Rewrite the listing below so that "marker" becomes "point" wherever it occurs, leaving everything else unchanged.

- - - - -

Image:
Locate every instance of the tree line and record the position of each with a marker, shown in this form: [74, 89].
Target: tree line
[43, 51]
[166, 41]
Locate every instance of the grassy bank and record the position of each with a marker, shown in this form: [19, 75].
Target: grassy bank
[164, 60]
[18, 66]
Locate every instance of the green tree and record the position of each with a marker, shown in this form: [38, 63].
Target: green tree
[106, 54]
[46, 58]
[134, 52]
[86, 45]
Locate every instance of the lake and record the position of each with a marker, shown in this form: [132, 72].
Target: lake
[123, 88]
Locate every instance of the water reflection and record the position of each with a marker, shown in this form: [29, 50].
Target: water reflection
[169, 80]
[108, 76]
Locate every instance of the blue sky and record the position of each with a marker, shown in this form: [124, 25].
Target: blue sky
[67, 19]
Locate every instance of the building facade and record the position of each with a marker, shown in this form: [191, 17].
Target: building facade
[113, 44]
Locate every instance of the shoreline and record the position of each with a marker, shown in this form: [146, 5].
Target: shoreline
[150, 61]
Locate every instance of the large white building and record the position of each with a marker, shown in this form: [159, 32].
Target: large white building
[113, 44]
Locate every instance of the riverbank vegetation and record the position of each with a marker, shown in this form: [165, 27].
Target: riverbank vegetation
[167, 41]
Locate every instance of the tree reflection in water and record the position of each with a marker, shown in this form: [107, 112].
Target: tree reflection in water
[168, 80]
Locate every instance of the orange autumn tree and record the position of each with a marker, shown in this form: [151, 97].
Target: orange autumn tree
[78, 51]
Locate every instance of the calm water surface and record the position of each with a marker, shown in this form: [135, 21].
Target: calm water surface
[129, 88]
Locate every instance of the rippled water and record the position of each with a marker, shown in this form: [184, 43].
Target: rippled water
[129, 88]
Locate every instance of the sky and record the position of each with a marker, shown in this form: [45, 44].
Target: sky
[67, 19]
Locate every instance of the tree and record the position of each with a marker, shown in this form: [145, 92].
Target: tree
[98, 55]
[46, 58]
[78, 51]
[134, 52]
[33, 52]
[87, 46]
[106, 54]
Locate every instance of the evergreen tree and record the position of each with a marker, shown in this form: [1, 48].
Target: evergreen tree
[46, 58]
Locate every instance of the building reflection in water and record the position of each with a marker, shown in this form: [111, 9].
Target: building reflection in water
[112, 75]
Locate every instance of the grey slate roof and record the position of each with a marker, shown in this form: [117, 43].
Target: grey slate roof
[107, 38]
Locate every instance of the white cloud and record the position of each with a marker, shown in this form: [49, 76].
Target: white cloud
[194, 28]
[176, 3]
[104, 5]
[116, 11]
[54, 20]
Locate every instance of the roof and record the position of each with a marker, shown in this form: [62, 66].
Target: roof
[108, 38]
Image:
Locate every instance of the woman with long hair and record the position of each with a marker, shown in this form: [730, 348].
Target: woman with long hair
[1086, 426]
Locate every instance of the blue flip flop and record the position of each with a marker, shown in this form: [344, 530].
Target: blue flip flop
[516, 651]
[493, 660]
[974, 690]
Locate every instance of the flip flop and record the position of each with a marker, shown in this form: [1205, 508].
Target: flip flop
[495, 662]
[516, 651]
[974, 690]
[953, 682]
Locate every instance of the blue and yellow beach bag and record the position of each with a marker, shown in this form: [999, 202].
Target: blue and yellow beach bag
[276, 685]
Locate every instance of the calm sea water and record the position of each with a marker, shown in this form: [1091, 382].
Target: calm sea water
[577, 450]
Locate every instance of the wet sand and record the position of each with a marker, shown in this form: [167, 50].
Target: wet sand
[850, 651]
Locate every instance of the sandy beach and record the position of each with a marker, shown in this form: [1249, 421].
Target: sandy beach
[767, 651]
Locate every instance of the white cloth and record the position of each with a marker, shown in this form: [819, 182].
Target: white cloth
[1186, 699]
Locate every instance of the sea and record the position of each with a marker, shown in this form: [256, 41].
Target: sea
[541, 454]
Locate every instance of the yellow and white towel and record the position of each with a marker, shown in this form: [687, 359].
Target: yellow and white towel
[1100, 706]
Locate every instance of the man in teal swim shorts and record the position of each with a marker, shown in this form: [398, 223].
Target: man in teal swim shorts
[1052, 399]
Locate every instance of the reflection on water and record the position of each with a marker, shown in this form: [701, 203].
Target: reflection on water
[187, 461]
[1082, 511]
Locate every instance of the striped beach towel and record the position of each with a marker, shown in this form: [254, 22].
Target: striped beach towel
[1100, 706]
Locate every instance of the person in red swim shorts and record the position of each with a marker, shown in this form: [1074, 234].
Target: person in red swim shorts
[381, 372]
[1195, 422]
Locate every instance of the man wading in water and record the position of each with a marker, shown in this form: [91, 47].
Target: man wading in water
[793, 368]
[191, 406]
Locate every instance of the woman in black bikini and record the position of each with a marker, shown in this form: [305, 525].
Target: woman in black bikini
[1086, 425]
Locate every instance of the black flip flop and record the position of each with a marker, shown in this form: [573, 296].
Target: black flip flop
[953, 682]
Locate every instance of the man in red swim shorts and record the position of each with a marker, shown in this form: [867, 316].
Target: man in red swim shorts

- - - - -

_Reply_:
Image:
Locate every instance of the tree line and record the position of each with a point, shown in this form: [74, 89].
Target: tree line
[43, 51]
[166, 41]
Locate every instance of the grassy bank and record the position of each with a point, shown in this form: [19, 75].
Target: grassy bank
[164, 60]
[18, 66]
Locate every instance of the green tree and record the position of each with a point, shown in this form: [38, 63].
Target: green tree
[106, 54]
[46, 58]
[134, 52]
[86, 45]
Locate every instance of the lake and record the position of each with a point, shown in this form: [132, 72].
Target: lake
[123, 88]
Locate every instance of the water reflection and record the position of each with a point, shown in this form: [29, 50].
Target: water reflection
[169, 80]
[108, 76]
Locate every instance of the blue sky and record the position of each with a point, shown in this form: [124, 25].
Target: blue sky
[67, 19]
Locate every instance of the building facade and record the position of each with a point, shown in this form: [191, 17].
Target: building facade
[113, 44]
Locate every instance of the shoreline and record the position of each with a point, shown in this form: [146, 5].
Target: shoreline
[150, 61]
Locate every instance of the large white building and record the position of each with a point, shown in this form: [159, 32].
Target: large white building
[113, 44]
Locate every instance of the riverbank vegetation and record the position of each with a point, shown in this form: [165, 27].
Target: riverbank vegetation
[167, 41]
Locate every instance of the tree reflection in water and record the position of each with a point, shown in this form: [107, 112].
Target: tree reflection in water
[168, 80]
Locate every instance of the orange autumn tree and record the position of each with a point, shown in this form: [151, 97].
Target: orange autumn tree
[78, 51]
Locate every instance of the calm water surface and record the position of each with a point, shown in this form: [135, 21].
Target: calm water surface
[129, 88]
Locate every instance of the rippled water and record the position of each with a point, shown in this form: [184, 43].
Target: rippled water
[129, 88]
Locate every instance of the sky and record the position of each with a point, shown in this form: [45, 44].
Target: sky
[67, 19]
Locate every instance of the tree and record the position of each with a point, shown in this form: [145, 92].
Target: tree
[98, 55]
[46, 58]
[78, 51]
[134, 52]
[33, 52]
[87, 46]
[106, 54]
Locate every instance of the evergreen tree and record the position of each with a point, shown in this form: [1, 48].
Target: evergreen tree
[46, 58]
Locate every instance of the building reflection in water and record the position of each with a point, shown in this form: [111, 9].
Target: building reflection in water
[112, 75]
Locate every instance of the grey slate roof and record the position of each with a point, shown in this form: [117, 43].
Target: grey slate roof
[107, 38]
Locate every instance of the white cloud and record the position of each with a point, shown in this form: [49, 76].
Target: white cloud
[194, 28]
[176, 3]
[104, 5]
[116, 11]
[54, 20]
Locate every instance of the roof and record the position of each with a point, shown in this form: [62, 66].
Target: roof
[108, 38]
Image:
Locate every instance of the woman with long hair and record the position of each with a point, shown in this form: [730, 348].
Target: woman with long hair
[1086, 426]
Locate every instance of the blue flip flop and record the position of each with a point, shown in this form: [344, 530].
Target: blue flip flop
[516, 651]
[493, 660]
[974, 690]
Locate every instance of the flip flop and record the position of each with a point, shown in this form: [1205, 508].
Target: flip flop
[495, 662]
[516, 651]
[974, 690]
[953, 682]
Locate every instance of the blue and yellow beach bag and record the position of each with a point, shown in this form: [999, 202].
Target: blue and yellow beach bag
[276, 685]
Locate every instance of the calm sea water and record the position of each with a point, shown in this form: [1091, 382].
Target: calm sea water
[577, 450]
Locate every instance of the wet sand and record the position of each with a point, shown in this form: [167, 50].
Target: wet sand
[850, 651]
Locate every instance of the sandy beach and record the position of each with a point, shown in this form: [1249, 421].
Target: sandy beach
[767, 651]
Locate every instance of the white cloth and record the position of each with a point, shown in this form: [819, 182].
Target: white cloth
[1186, 699]
Locate every instance of the sea and record the position of each with a point, shown in this form: [256, 41].
Target: sea
[541, 454]
Locate every instance of the yellow and white towel and record the position of each with a point, shown in this form: [687, 359].
Target: yellow and white towel
[1100, 706]
Locate every instance of the man in teal swim shorts and record the position of each with a point, shown in this form: [398, 223].
Target: man in teal swim shorts
[1052, 399]
Locate every instance of the reflection on water and record the position of each with a point, shown in this form: [701, 203].
Target: reflection on water
[187, 461]
[1082, 511]
Locate every instance of the striped beach towel and record the position of each with a point, shown in this form: [254, 22].
Target: striped beach towel
[1100, 706]
Locate every instance of the person in red swim shorts and record the position of each with a point, shown in this form: [1074, 234].
Target: person in red swim shorts
[381, 372]
[1195, 422]
Locate every instance of the man wading in water and record the position of each with a point, shown in this form: [91, 47].
Target: man wading in water
[793, 368]
[191, 406]
Locate every instance of the woman in black bikini and record the position of each with a point, shown in this form: [305, 525].
Target: woman in black bikini
[1086, 425]
Locate every instance of the black flip flop and record the position of each with a point, shown in this form: [573, 296].
Target: black flip flop
[953, 682]
Locate every instance of the man in red swim shorts and record the position of each with a point, shown in this form: [867, 316].
Target: man in red swim shorts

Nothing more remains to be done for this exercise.